(Image point grounding data)
....

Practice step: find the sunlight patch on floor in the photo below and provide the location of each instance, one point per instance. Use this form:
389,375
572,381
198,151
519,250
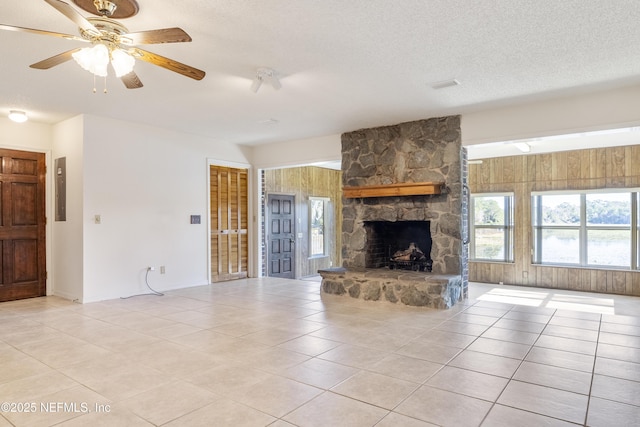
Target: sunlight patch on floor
509,296
548,299
580,303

....

*WORK INSTRUCTIONS*. Copy out every line of the data exactly, leaving the images behind.

*YOUR RESPONSE*.
Practice step: find the sunlight patch on floor in the photo below and provide the location of each instance, one point per instance. Use this form:
389,375
572,381
198,151
519,250
Target: sunlight patch on floor
509,296
548,299
580,303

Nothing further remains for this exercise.